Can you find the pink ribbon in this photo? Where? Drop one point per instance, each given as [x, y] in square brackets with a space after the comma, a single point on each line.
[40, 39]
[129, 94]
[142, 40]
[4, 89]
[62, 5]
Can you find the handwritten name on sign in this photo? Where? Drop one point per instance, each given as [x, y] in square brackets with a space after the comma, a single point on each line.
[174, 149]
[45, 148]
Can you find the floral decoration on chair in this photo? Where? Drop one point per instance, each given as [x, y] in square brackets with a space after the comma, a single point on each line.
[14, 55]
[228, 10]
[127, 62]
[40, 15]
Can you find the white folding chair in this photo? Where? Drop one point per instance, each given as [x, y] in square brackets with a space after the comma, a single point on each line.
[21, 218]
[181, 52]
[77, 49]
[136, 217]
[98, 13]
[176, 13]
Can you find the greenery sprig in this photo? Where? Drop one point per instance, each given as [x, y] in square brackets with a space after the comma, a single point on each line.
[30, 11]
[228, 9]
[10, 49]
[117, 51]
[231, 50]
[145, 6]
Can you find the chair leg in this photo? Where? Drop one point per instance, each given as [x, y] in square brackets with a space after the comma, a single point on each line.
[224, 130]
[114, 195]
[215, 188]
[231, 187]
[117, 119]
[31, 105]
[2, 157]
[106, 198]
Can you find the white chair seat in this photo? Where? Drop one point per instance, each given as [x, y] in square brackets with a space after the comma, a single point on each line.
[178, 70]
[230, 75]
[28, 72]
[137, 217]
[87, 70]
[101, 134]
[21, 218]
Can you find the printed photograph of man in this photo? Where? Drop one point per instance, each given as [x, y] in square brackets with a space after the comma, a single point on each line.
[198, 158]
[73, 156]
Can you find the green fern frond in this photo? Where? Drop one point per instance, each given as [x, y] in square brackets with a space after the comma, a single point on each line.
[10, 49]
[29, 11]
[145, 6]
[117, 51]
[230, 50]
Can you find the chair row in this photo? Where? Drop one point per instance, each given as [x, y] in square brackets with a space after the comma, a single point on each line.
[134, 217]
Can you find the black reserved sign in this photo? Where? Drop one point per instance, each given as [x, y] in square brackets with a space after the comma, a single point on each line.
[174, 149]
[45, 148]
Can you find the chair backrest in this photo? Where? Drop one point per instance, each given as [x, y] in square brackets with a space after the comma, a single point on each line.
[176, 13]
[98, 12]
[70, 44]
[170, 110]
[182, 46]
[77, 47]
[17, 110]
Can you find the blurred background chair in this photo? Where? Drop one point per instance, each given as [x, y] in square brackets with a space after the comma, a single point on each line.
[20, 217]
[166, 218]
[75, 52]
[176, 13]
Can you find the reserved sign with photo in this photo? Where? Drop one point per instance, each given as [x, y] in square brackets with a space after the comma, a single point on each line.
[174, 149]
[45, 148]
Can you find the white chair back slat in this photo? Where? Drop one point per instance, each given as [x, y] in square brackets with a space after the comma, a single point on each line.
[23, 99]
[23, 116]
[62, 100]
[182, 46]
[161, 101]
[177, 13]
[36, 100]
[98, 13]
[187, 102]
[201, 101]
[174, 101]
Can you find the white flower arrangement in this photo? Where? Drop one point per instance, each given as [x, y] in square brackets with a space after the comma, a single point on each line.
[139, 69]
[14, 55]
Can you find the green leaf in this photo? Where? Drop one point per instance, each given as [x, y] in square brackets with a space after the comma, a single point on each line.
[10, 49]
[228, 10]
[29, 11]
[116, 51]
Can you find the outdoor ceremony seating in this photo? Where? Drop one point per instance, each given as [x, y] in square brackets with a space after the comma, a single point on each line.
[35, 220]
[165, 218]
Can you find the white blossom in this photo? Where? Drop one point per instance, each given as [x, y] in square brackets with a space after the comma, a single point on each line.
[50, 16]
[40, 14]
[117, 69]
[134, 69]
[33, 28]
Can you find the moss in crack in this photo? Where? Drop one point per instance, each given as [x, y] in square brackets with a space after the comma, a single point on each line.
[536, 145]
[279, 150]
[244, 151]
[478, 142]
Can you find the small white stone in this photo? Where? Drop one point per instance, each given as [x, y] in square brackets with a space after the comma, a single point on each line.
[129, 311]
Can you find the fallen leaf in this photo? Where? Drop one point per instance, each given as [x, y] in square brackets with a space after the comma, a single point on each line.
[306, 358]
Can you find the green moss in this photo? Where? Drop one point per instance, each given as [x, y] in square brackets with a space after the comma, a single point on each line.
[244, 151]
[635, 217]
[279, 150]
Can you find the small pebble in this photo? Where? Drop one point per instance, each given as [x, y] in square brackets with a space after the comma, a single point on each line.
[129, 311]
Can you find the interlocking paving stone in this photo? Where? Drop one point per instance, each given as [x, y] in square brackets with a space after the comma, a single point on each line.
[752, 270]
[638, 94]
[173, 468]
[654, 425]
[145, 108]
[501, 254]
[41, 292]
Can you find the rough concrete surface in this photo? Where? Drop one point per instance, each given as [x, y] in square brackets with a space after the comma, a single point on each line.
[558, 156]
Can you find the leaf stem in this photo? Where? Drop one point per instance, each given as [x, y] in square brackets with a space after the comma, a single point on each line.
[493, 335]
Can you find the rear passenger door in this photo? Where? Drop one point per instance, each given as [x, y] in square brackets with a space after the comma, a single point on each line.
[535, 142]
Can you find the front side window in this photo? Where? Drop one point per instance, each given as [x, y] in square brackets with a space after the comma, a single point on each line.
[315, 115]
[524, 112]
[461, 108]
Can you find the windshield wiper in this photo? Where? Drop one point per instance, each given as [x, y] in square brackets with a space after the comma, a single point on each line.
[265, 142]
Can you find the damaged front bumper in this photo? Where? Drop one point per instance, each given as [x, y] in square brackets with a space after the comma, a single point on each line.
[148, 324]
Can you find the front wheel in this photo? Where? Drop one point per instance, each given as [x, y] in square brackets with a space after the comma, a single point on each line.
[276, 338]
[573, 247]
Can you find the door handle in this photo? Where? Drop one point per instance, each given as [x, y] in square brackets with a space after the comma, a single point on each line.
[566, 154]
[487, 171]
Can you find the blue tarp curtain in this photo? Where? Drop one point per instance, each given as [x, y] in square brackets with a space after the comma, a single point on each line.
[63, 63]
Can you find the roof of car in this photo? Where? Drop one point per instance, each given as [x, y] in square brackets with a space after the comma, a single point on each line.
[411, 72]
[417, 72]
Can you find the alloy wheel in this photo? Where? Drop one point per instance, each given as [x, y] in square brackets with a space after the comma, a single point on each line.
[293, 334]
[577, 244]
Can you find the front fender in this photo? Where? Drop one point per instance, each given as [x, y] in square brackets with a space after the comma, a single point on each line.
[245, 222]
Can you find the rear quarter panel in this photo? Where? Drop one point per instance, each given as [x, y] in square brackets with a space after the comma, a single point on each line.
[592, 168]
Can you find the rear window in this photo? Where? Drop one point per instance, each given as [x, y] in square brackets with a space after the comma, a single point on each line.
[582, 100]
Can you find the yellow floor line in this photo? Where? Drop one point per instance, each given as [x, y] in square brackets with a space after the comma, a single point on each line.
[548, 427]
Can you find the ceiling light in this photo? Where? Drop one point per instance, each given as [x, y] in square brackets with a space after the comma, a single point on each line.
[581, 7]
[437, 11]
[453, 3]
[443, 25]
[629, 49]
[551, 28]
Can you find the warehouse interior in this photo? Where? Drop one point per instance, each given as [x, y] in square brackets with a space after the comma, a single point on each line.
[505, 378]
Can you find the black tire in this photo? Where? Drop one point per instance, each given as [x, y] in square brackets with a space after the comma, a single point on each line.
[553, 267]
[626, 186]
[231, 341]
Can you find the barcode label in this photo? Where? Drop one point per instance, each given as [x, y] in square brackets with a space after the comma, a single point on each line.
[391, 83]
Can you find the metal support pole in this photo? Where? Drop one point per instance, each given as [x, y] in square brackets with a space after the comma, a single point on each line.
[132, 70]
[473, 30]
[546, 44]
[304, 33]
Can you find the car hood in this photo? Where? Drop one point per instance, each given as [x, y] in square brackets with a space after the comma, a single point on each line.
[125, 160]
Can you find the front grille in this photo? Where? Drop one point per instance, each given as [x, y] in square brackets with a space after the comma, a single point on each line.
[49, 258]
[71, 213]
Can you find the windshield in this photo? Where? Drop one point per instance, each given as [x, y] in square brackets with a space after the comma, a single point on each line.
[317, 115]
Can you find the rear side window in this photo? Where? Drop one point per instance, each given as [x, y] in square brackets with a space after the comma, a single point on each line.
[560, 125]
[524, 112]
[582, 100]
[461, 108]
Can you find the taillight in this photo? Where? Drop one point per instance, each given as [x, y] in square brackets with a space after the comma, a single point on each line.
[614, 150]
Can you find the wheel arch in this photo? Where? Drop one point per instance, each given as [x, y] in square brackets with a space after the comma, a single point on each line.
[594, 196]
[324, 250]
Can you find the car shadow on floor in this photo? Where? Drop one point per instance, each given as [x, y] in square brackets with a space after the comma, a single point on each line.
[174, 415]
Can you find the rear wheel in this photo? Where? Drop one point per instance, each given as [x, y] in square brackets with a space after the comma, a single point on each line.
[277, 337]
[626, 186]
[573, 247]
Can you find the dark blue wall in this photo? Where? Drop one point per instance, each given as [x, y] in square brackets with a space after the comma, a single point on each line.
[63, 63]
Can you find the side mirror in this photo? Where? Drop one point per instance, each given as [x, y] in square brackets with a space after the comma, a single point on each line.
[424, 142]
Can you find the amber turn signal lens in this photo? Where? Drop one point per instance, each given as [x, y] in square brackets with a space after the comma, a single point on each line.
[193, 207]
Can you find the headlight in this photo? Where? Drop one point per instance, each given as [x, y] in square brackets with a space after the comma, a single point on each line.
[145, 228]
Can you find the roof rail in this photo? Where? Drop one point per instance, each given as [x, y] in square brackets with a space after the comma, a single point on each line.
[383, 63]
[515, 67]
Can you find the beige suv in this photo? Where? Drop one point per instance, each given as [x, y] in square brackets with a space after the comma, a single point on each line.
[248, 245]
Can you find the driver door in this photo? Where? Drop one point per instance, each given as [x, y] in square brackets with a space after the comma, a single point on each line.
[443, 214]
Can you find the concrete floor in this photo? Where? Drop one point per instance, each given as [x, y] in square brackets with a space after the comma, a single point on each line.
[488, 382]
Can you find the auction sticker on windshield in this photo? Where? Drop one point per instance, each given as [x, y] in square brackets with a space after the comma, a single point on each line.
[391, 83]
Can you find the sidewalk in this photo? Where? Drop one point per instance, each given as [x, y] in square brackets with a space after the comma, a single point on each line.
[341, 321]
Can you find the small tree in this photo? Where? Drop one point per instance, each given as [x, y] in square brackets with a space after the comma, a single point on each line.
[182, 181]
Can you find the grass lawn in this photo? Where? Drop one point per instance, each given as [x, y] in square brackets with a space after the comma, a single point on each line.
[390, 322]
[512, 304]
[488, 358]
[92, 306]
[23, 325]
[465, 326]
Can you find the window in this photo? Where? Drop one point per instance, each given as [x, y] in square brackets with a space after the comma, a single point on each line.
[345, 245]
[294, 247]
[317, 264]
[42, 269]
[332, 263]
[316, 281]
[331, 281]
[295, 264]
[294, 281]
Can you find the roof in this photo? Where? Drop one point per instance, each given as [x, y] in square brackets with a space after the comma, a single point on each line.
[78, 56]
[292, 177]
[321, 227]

· · · · ·

Please quote nothing but the lines from the line with "Can you find the driver" through the end of the data above, exactly as written, ends included.

> [WRITTEN ANSWER]
Can you find the driver door in this photo? Where? Drop one point per instance, each given as [x, y] in square brackets with a space after the comma, a single point on each line.
[443, 214]
Can you find the concrete floor in this photo? Where? Drop one point per instance, each given as [x, y] in square brackets with a space after the comma, a single point on each line.
[488, 382]
Can you find the auction sticker on windshield in this photo? Where? Drop one point per instance, each given as [x, y] in square brackets with a space after the comma, a single point on each line.
[391, 83]
Can you find the sidewalk in this photo? Where? Drop one point per instance, each given as [x, y] in square brackets with a space after the comma, a single point on each line.
[341, 321]
Can you find the small tree in this photo? Where? Drop one point per instance, each given as [x, y] in square brackets with a space after the comma, a single point on each line.
[182, 181]
Can you find the grass lawn in this photo? Where? Drop one point per instance, each given as [x, y] in square brackets with a space after the comma, a single point on each line.
[390, 322]
[512, 304]
[488, 358]
[92, 306]
[23, 325]
[465, 326]
Can you find the window in this photo? Where? Drop one point per instance, each given as [x, y] in square brackets with a space after the comma, a single point on each line.
[345, 245]
[294, 247]
[317, 264]
[42, 269]
[332, 263]
[316, 281]
[331, 281]
[295, 264]
[294, 281]
Can you find the roof in this photo? Where? Drop one point per instance, each given as [x, y] in square brackets with a space after the comma, a single point on each line.
[78, 56]
[292, 177]
[321, 227]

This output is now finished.